Stored data:
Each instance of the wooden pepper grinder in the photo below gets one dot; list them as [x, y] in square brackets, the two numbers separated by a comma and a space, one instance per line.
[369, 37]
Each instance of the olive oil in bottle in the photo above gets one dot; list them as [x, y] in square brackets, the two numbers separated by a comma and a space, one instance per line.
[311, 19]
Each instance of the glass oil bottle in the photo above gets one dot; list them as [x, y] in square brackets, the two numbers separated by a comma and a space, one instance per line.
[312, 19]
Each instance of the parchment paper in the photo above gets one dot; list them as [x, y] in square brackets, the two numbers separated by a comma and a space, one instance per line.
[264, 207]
--
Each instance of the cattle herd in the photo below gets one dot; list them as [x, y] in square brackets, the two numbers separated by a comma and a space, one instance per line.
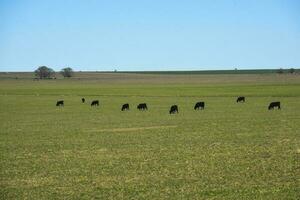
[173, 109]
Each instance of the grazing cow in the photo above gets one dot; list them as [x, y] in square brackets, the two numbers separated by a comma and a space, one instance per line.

Task requirements:
Pick out every line of the items above that contains the word "cattle", and copy each of those lines in full.

Answer to the task:
Each instance of the cattle herd in the photo below gets one dot; list them as [x, y] in square brackets, the two numbers separated by a comma and a space, one instance per line.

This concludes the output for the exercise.